Quote the whole listing verbatim.
==========
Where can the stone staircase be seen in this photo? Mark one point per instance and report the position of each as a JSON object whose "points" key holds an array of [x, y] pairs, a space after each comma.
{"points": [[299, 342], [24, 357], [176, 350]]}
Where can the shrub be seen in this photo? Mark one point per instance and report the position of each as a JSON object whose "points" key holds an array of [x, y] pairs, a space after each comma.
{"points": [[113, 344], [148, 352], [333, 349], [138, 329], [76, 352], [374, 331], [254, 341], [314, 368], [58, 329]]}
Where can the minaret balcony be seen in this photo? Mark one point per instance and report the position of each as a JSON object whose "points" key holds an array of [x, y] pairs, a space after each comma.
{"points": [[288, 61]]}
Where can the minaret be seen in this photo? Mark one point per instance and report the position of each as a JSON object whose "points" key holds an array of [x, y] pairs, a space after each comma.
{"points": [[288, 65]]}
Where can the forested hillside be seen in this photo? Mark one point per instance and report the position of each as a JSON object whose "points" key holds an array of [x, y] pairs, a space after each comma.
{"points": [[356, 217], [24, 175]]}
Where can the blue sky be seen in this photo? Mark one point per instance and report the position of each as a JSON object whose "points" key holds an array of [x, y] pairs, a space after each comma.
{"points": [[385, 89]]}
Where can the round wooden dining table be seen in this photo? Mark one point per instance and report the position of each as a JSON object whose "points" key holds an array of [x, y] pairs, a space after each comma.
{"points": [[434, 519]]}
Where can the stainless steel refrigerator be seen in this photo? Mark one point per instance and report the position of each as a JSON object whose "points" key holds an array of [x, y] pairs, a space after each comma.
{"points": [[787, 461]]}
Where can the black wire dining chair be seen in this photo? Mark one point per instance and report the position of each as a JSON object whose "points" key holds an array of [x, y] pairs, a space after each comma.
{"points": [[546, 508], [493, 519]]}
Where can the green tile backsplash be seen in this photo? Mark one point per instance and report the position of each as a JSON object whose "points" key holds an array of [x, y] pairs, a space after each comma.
==========
* [The answer]:
Where can the stone staircase be seen in this photo? Mark one point per instance and report the position of each as a JSON object whose "points" key holds an array of [x, y] pairs, a space after each comma.
{"points": [[299, 342], [24, 357], [176, 350]]}
Where can the shrub be seen in this photo? Mark one point per instance and report the position of each as a JSON object whose "points" key holds an array of [x, y] pairs, a space after each comma.
{"points": [[113, 344], [148, 352], [333, 349], [138, 329], [76, 352], [374, 331], [254, 341], [314, 368], [58, 329]]}
Where can the minaret balcony be seen in this photo? Mark one point per instance and report the position of each as a JSON object whose "points" key holds an array of [x, y] pairs, a space after each comma.
{"points": [[288, 61]]}
Where can the minaret be seen in this photo? Mark one point per instance and report the position of each as a JSON object whose "points" key holds an array of [x, y] pairs, a space after each comma.
{"points": [[288, 65]]}
Where can the forested hillside be seen in this photo? Mark one point per instance and report the position of each as a JSON object whose "points" key holds an array of [x, y] pairs, a space after each comma.
{"points": [[356, 217], [24, 175]]}
Where can the blue sky be seen in this photo? Mark one point per instance and report the position of each as a JSON object whose "points" key holds an array of [x, y] pairs, a space after each comma.
{"points": [[385, 89]]}
Where can the round wooden dining table be seen in this photo? Mark one point per instance and report the position of each as a JSON object whose "points" key holds an array of [x, y] pairs, a space after each comma.
{"points": [[434, 519]]}
Where can the stainless steel refrigerator be seen in this photo? Mark one point per instance and report the position of each as a JSON object whose "points" key holds an array of [x, y] pairs, a space after each comma.
{"points": [[787, 461]]}
Where can the black wire dining chair be seen in this photo? Mark one point per instance and report the position of each as a JSON object whose "points" key holds an array of [x, y] pairs, a space after each comma.
{"points": [[546, 508], [493, 519]]}
Where can the green tile backsplash be seen in this photo? Mark one point per instance and report the position of each as a JSON object whose "points" key holds an array of [x, y] pairs, a space after each comma.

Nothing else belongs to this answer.